Work instructions
What you return should be the line containing "Target: pink floral kurta" and each line after it to the end of the records, copied exactly.

Record extracts
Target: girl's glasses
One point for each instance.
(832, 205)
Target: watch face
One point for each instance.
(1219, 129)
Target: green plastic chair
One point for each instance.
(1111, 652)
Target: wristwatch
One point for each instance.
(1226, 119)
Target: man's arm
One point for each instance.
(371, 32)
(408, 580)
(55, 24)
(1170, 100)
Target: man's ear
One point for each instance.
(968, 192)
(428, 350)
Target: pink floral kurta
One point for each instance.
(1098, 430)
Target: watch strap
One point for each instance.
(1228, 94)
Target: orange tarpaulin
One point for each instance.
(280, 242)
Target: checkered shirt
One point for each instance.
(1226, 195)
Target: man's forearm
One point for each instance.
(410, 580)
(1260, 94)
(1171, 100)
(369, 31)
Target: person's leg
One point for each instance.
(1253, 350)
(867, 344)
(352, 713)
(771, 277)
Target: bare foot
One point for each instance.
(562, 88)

Exercise response
Target: pink floral kurta
One point for each instance.
(1098, 430)
Target: watch strap
One point for each instance.
(1228, 94)
Target: orange tarpaulin
One point for each instance.
(280, 242)
Target: checkered shirt
One point for each instance.
(1226, 195)
Target: man's forearm
One point for each instance.
(410, 580)
(1260, 94)
(1171, 100)
(369, 31)
Target: person's leg
One point for each instance.
(1253, 350)
(867, 344)
(352, 713)
(771, 277)
Target: bare foot
One point for each instance.
(562, 88)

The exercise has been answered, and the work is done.